▶ _Extracted data_:
>> Start

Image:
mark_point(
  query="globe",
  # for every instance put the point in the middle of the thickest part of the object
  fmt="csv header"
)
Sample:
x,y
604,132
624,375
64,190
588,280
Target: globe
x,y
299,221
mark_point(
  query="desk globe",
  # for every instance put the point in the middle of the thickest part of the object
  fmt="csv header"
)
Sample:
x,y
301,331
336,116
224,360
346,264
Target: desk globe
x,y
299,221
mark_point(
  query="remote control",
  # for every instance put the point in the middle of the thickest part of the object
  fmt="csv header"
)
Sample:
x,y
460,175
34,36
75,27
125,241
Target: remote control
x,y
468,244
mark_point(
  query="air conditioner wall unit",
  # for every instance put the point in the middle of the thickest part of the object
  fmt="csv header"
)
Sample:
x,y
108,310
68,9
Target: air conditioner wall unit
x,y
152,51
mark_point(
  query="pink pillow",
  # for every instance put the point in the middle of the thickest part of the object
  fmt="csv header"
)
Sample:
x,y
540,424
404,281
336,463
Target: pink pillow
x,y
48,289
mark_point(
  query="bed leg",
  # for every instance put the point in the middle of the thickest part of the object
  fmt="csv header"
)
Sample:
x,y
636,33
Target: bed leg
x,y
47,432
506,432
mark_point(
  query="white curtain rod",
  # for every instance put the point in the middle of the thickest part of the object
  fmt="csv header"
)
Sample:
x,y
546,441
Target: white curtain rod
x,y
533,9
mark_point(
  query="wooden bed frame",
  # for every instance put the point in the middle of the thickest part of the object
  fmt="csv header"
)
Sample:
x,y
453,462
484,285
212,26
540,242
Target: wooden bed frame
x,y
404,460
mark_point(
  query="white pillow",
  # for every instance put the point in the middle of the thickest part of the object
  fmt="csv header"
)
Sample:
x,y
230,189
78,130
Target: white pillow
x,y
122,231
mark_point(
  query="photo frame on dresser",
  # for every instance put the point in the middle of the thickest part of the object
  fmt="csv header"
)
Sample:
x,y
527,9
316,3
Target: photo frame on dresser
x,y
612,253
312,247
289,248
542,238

>> End

▶ _The problem_:
Extract every line in the records above that contains the string "pink". Matching is case-sensitive.

▶ _Task solution_:
  query="pink pillow",
Target: pink pillow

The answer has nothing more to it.